# [Exercises to complete]
**A.** In the passage on choosing a committee without siblings, change "committee" to "panel" and write out the part that opens with the words containing "As committee shouldn't" and closes with "his sibling excluded).".
**B.** Go on with the passage on choosing a committee without siblings, picking up after its last sentence.

I find it difficult to understand the difference between permutation and combination and hence find these questions very hard.

As committee shouldn't have siblings in it, then a pair can send only one "representative" to the committee. # of ways to choose which 3 pairs of brothers and sisters should send one "representative" to the committee is \(C^3_4\) (choosing 3 pairs which will be granted the right to send one "representative" to the committee);

But each of these 3 pairs can send 2 persons to the committee either a brother or a sister: \(2*2*2=2^3\);

The first person on the committee can be anyone of the 8.

The second person on the committee can be only one out of 6 (the first person with her or his sibling excluded).

The third person can be selected only out of 4 (first two members and their siblings excluded), giving 8*6*4 permutations. These are called permutations because we count every distinct combination of 3 people 6 times (6=3!). For example, we count {Ann, Bill, and Jane} as {Ann, Bill, Jane}, {Ann, Jane, Bill}, {Jane, Ann, Bill}, {Jane, Bill, Ann}, {Bill, Ann, Jane}, {Bill, Jane, Ann}. To get the number of combinations, divide the number of permutations by 6: 8*6*4 / (6) = 32 combinations.

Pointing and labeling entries
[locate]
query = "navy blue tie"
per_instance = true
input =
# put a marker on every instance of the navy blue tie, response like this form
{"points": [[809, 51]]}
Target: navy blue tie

# [Task-by-task results]
**A.**
As panel shouldn't have siblings in it, then a pair can send only one "representative" to the panel. # of ways to choose which 3 pairs of brothers and sisters should send one "representative" to the panel is \(C^3_4\) (choosing 3 pairs which will be granted the right to send one "representative" to the panel);

But each of these 3 pairs can send 2 persons to the panel either a brother or a sister: \(2*2*2=2^3\);

The first person on the panel can be anyone of the 8.

The second person on the panel can be only one out of 6 (the first person with her or his sibling excluded).

**B.**
I understand uptil the last part but I don't understand why we're diving by 6? Can anyone clarify this for me?

We need to divide \(8*6*4=192\) by the factorial of the # of people - 3! to get rid of duplications \(8*6*4=192\) contains ---> \(\frac{192}{3!}=32\) - correct answer.

Consider example with smaller number: there are two couples and we want to choose 2 people not married to each other. Couples: \(A_1\), \(A_2\) and \(B_1\), \(B_2\). Committees possible:

If we do as proposed in the solution you posted: The first person on the committee can be anyone of the 4. The second person on the committee can be only one out of 2 (the first person with her or his sibling excluded).

So we'll get: 4*2=8, so more than 4, which means that 8 contains some duplications. And to get the right answer we should divide 8 by 2! --> 8/2!=4.

It's because if you pick A1 for the first pick and than pick B1 for the second you'll get the committee {A1, B1} but if you'll pick B1 for the first pick and then A1 you'll get the exact same committee {A1, B1} (dividing by the factorial of the # of people in committee you'll exclude this double countings).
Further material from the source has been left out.